> Exercise goal: Among the lines below, restate word for word only those from the line with "Query: garlic clove with skin" through the line with "Can you find the white plate?", with both end lines kept.

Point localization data
+---+

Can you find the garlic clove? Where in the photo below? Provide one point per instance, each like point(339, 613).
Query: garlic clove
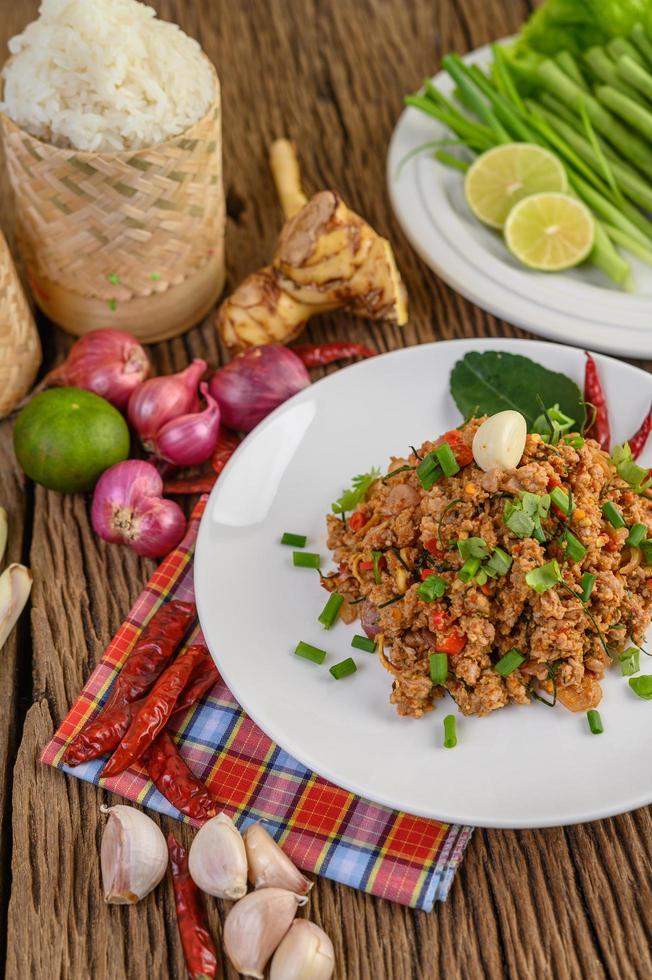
point(500, 441)
point(305, 953)
point(269, 865)
point(133, 855)
point(255, 926)
point(15, 587)
point(217, 860)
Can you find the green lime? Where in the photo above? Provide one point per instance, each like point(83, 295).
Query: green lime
point(550, 232)
point(503, 176)
point(65, 438)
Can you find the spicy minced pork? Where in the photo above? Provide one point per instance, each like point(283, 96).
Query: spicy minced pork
point(400, 534)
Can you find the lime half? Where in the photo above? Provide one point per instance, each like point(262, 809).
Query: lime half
point(550, 232)
point(503, 176)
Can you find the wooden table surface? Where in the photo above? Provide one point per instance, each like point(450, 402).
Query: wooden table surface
point(570, 902)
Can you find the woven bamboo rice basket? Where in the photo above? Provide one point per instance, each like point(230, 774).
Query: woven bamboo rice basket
point(133, 240)
point(20, 349)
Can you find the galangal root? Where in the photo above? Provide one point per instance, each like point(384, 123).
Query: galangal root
point(327, 258)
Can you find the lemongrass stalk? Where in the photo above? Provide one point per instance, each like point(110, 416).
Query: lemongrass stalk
point(638, 78)
point(605, 70)
point(642, 43)
point(631, 244)
point(629, 110)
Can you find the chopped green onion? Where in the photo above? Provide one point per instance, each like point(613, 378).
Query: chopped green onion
point(295, 540)
point(469, 569)
point(630, 661)
point(642, 686)
point(500, 562)
point(613, 515)
point(473, 548)
point(637, 535)
point(438, 668)
point(509, 663)
point(305, 559)
point(545, 577)
point(595, 722)
point(331, 610)
point(447, 460)
point(343, 669)
point(309, 652)
point(376, 555)
point(587, 582)
point(561, 500)
point(432, 588)
point(450, 738)
point(575, 550)
point(363, 643)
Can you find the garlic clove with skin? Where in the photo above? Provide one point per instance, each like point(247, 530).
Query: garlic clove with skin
point(255, 926)
point(269, 865)
point(133, 855)
point(500, 441)
point(305, 953)
point(217, 861)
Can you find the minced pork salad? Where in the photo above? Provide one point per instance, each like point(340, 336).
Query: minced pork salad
point(500, 583)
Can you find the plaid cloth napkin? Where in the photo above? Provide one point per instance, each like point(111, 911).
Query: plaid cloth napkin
point(323, 829)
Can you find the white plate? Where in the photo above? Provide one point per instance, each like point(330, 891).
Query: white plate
point(520, 767)
point(579, 306)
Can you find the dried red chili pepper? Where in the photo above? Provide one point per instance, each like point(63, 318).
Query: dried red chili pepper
point(317, 355)
point(150, 654)
point(198, 947)
point(600, 430)
point(227, 444)
point(178, 784)
point(638, 440)
point(154, 711)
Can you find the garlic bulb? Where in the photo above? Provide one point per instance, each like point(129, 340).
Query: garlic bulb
point(305, 953)
point(255, 926)
point(217, 860)
point(133, 856)
point(500, 441)
point(269, 866)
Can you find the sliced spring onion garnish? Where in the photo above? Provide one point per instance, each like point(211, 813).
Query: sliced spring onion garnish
point(509, 663)
point(363, 643)
point(432, 588)
point(595, 722)
point(613, 515)
point(587, 582)
point(630, 661)
point(331, 610)
point(294, 540)
point(309, 652)
point(636, 536)
point(450, 738)
point(575, 550)
point(343, 669)
point(306, 559)
point(447, 460)
point(545, 577)
point(438, 667)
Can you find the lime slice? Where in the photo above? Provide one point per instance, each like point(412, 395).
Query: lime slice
point(550, 232)
point(503, 176)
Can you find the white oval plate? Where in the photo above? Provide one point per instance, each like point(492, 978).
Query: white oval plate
point(523, 766)
point(579, 306)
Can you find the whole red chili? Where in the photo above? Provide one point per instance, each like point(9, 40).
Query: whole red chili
point(154, 711)
point(638, 440)
point(176, 781)
point(227, 444)
point(600, 430)
point(198, 947)
point(153, 649)
point(316, 355)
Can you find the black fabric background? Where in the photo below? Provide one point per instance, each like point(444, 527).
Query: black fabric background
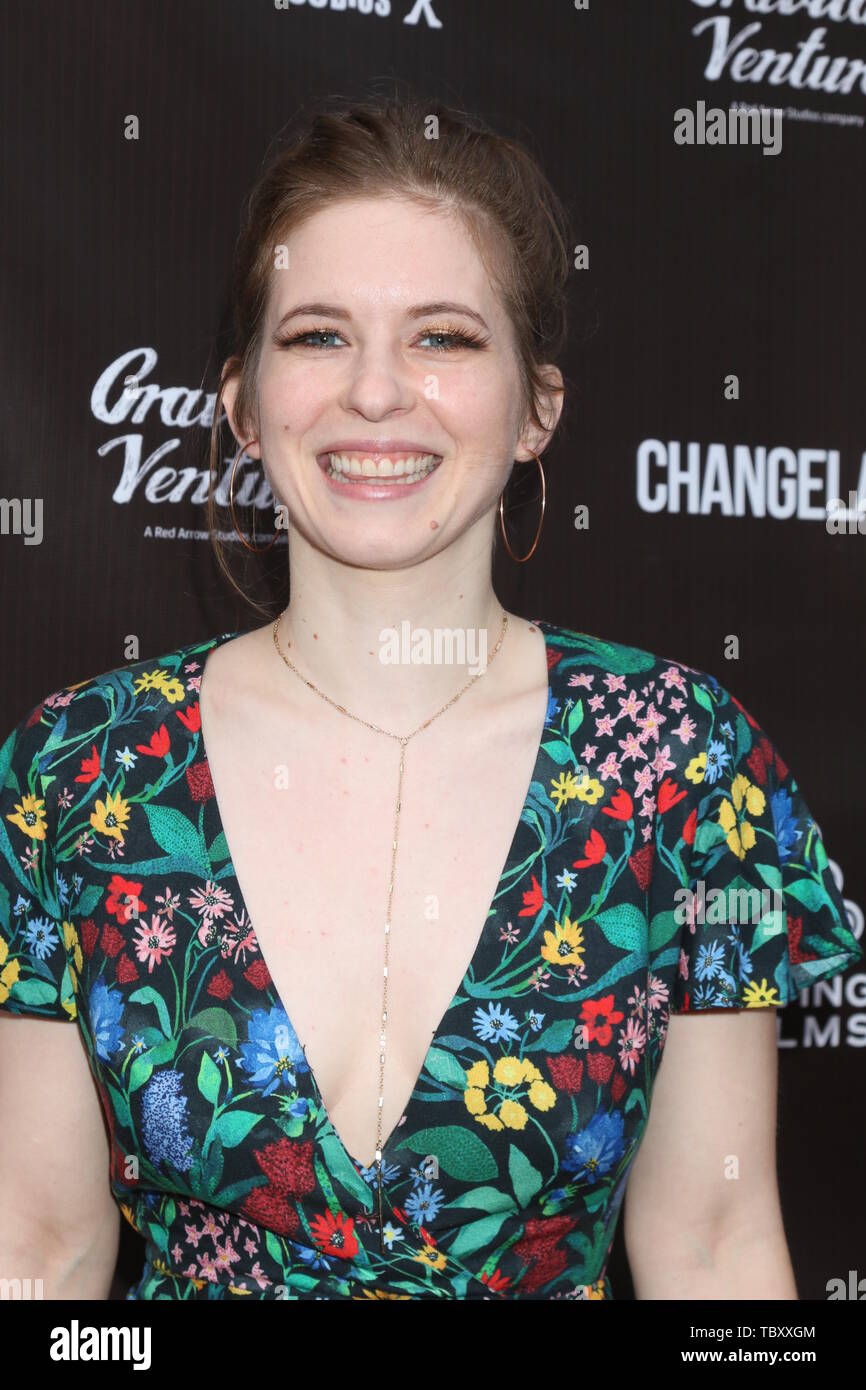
point(704, 262)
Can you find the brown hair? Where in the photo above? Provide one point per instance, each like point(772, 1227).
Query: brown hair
point(382, 148)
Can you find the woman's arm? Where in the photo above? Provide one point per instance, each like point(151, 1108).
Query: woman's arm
point(702, 1215)
point(60, 1222)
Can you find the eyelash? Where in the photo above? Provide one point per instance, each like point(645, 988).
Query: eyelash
point(459, 337)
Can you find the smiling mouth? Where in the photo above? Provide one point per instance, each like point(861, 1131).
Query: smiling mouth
point(395, 470)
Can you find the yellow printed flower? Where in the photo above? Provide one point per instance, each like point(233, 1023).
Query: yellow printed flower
point(489, 1122)
point(509, 1070)
point(565, 945)
point(695, 770)
point(474, 1100)
point(740, 833)
point(127, 1212)
point(542, 1096)
point(513, 1115)
point(433, 1257)
point(111, 816)
point(29, 816)
point(374, 1293)
point(590, 790)
point(160, 680)
point(9, 972)
point(563, 788)
point(761, 995)
point(478, 1075)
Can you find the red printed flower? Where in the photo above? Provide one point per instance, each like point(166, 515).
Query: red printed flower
point(257, 975)
point(123, 900)
point(335, 1235)
point(89, 936)
point(566, 1073)
point(795, 930)
point(594, 851)
point(113, 940)
point(622, 805)
point(191, 717)
point(199, 781)
point(761, 761)
point(89, 766)
point(540, 1250)
point(598, 1015)
point(669, 795)
point(599, 1068)
point(641, 865)
point(159, 744)
point(127, 970)
point(220, 986)
point(534, 900)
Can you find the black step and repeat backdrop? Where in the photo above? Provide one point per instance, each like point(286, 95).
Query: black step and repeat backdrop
point(712, 159)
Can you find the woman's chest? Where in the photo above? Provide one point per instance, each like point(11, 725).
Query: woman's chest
point(341, 886)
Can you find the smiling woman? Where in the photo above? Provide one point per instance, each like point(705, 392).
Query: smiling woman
point(205, 856)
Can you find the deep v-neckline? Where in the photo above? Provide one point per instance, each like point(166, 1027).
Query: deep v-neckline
point(242, 912)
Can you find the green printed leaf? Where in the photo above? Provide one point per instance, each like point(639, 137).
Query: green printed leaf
point(559, 751)
point(445, 1068)
point(662, 927)
point(34, 991)
point(459, 1151)
point(702, 697)
point(477, 1235)
point(232, 1126)
point(217, 1023)
point(812, 895)
point(209, 1079)
point(553, 1039)
point(342, 1169)
point(149, 995)
point(624, 927)
point(526, 1179)
point(483, 1198)
point(576, 717)
point(175, 833)
point(218, 849)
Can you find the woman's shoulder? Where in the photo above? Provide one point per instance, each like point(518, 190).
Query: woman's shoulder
point(134, 699)
point(615, 672)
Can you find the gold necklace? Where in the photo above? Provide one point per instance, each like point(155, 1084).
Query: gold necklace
point(402, 741)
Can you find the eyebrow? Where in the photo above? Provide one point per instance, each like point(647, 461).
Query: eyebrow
point(441, 306)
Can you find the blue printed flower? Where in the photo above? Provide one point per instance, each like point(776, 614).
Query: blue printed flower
point(784, 823)
point(164, 1129)
point(423, 1204)
point(492, 1026)
point(717, 758)
point(106, 1012)
point(273, 1055)
point(711, 961)
point(594, 1150)
point(42, 937)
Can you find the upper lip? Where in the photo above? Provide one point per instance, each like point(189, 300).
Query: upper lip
point(378, 448)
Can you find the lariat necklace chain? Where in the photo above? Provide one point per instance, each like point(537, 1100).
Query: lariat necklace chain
point(402, 740)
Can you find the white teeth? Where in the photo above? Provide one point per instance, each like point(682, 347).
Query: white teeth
point(396, 470)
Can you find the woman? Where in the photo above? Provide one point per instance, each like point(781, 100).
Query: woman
point(373, 959)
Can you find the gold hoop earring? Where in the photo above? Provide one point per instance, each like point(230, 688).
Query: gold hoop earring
point(256, 549)
point(544, 498)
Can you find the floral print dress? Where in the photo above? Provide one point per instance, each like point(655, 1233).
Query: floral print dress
point(665, 861)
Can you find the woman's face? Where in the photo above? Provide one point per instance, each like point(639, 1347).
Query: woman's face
point(387, 355)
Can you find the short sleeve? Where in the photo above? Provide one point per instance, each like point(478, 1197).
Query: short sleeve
point(38, 950)
point(763, 916)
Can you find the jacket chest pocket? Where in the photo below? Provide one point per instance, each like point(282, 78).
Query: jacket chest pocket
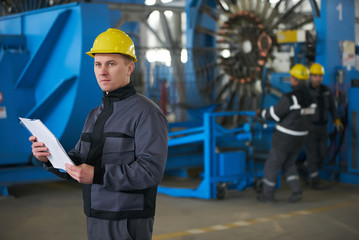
point(118, 150)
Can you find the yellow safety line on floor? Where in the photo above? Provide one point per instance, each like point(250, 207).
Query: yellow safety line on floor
point(249, 222)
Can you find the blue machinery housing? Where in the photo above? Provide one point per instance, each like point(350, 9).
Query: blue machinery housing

+---+

> Answer to the problem:
Query: garlic clove with skin
point(255, 926)
point(269, 865)
point(133, 855)
point(500, 441)
point(305, 953)
point(217, 861)
Can you find the minced pork salad? Where in the photo above? Provide one point per instance, each like point(340, 336).
Query: minced pork salad
point(500, 583)
Can you find the plaid cloth napkin? Where in the photo above? Provide one point per instance, each like point(111, 911).
Query: plaid cloth napkin
point(323, 829)
Can you find the white plate? Where in the photo above? Provide one point per instance, each like point(330, 891).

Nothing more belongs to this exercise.